Collected data entries

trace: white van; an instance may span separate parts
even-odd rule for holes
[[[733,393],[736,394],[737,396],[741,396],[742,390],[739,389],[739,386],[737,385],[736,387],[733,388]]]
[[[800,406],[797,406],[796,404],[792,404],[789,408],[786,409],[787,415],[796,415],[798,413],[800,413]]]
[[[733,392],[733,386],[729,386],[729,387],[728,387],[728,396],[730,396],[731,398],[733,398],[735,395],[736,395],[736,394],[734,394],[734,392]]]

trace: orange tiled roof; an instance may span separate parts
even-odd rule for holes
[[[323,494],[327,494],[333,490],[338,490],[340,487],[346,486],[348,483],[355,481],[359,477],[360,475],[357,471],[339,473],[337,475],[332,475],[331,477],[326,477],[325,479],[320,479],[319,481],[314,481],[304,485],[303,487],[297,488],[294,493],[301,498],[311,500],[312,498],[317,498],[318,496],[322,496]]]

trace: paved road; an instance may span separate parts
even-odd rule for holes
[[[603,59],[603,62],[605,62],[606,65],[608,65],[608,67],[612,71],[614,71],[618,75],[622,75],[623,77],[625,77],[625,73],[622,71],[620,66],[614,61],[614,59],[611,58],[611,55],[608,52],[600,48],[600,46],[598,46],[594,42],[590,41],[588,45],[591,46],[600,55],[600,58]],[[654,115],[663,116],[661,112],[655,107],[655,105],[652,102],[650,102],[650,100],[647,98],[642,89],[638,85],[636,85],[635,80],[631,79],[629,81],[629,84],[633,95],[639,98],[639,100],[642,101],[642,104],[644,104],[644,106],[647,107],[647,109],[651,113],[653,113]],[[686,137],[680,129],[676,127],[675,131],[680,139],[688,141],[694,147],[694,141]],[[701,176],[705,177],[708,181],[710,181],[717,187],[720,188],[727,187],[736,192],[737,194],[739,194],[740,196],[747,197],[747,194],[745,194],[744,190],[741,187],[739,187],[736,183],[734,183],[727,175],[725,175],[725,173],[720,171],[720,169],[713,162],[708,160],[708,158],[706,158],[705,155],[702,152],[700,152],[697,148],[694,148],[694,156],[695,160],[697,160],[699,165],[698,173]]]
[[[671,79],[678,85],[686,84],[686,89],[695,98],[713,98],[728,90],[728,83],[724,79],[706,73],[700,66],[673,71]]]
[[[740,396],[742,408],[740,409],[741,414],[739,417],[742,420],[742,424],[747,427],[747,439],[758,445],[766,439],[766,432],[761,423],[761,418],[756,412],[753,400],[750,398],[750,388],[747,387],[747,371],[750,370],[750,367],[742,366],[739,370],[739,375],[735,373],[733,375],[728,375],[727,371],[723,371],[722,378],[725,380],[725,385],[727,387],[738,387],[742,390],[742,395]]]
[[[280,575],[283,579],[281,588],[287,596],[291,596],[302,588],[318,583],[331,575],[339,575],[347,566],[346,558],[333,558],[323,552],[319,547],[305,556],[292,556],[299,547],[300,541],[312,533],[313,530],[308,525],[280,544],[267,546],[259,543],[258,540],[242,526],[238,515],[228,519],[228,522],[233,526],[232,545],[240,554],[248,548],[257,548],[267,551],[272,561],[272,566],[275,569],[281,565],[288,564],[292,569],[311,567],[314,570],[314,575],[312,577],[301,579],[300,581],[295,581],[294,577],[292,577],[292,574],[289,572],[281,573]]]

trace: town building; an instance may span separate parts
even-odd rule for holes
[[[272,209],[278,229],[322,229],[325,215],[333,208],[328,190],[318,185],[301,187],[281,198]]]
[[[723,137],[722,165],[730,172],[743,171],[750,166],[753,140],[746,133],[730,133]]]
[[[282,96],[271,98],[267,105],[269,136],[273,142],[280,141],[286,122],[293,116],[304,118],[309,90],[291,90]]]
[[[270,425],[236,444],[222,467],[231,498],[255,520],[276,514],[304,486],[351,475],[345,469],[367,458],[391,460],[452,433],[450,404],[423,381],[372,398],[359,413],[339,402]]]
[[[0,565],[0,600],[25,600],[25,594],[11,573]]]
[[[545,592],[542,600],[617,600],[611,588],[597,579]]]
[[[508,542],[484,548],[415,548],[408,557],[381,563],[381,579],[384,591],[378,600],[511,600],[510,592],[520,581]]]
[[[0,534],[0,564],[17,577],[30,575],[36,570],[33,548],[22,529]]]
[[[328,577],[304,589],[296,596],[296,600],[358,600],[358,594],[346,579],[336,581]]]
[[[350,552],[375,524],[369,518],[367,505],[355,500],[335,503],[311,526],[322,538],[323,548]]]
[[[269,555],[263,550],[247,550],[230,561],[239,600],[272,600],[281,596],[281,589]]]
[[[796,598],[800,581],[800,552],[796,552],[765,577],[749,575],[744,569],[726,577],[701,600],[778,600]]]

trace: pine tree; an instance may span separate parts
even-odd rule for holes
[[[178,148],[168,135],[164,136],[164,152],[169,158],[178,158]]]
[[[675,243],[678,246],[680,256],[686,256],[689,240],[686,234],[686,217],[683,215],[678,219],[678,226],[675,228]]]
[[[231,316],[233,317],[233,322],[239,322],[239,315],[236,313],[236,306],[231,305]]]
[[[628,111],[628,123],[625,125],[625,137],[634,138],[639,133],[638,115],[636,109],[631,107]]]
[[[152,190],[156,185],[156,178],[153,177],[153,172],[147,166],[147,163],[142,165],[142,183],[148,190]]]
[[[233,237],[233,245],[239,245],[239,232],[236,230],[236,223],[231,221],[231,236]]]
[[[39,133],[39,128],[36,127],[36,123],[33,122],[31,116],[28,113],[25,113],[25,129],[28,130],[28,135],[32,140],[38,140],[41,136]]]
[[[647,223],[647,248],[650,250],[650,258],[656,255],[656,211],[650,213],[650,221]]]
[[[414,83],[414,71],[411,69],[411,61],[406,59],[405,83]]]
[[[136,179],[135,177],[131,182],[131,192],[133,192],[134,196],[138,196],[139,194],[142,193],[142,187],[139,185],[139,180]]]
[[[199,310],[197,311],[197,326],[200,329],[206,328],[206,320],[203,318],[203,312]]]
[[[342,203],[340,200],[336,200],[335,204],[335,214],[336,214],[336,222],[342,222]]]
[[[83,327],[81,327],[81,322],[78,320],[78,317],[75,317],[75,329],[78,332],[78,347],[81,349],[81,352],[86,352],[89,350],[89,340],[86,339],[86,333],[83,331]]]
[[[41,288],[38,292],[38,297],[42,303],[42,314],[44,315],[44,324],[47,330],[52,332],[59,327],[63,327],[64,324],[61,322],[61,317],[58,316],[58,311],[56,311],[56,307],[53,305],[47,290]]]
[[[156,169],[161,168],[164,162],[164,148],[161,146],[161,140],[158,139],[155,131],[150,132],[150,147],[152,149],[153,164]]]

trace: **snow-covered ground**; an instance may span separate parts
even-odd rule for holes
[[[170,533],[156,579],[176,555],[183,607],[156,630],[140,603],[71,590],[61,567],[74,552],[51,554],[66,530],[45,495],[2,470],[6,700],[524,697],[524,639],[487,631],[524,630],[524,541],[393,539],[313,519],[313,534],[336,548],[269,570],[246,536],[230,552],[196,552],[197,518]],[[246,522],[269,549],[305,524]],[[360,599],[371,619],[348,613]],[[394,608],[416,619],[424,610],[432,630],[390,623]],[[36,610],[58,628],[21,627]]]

» Exercise details: Work out how many lines of the data include the word "trace". Then write only that number.

» Result: 6